[[ Dataset records, beginning ]]
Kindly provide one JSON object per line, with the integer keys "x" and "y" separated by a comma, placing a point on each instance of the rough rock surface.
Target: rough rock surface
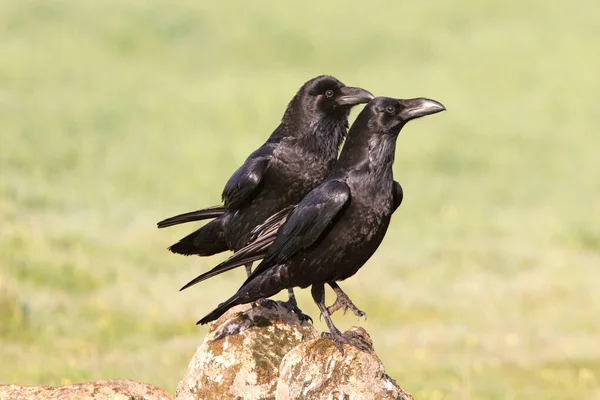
{"x": 241, "y": 354}
{"x": 253, "y": 353}
{"x": 317, "y": 370}
{"x": 268, "y": 353}
{"x": 110, "y": 389}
[[ Dataset records, end ]]
* **Task directions**
When you give the entries again, keep them exact and omit any picture they contain.

* **Answer**
Kindly provide one JSON object per line, with the integer keys "x" and "y" separated by a comma, placing a point on each instance of the rough rock surface.
Target: rough rock surface
{"x": 241, "y": 354}
{"x": 253, "y": 353}
{"x": 317, "y": 370}
{"x": 268, "y": 353}
{"x": 110, "y": 389}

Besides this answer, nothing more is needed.